Data for analysis:
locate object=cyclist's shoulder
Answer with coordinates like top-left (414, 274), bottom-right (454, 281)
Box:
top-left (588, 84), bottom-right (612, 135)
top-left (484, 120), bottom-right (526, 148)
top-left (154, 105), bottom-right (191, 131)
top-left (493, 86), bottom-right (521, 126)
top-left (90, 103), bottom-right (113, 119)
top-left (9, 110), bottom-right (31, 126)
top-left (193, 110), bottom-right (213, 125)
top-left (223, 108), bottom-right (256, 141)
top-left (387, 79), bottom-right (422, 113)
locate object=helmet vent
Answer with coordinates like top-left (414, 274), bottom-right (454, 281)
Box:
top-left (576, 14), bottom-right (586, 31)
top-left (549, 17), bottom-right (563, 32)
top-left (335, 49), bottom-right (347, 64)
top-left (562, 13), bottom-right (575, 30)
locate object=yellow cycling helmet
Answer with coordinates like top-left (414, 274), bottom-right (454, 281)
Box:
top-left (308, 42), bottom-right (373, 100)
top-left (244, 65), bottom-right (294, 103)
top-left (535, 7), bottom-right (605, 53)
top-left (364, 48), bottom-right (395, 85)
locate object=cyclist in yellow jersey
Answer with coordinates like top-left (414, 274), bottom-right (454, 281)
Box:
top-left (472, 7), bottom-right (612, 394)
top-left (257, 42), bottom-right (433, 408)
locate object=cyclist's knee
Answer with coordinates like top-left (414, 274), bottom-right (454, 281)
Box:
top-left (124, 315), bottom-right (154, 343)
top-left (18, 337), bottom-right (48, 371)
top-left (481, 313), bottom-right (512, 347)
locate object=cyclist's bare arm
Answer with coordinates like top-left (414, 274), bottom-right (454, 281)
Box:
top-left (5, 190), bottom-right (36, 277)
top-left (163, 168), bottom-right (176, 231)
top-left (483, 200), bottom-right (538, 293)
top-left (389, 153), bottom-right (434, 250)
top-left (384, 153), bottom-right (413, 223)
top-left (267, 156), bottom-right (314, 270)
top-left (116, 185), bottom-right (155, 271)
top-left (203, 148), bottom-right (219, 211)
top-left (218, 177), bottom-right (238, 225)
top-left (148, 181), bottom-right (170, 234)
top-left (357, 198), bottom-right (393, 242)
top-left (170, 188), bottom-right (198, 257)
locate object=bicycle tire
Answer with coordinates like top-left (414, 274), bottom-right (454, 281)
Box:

Task requirements: In how many lines of the material above does the word "helmet" occur? Give the number and no other text.

Written response: 2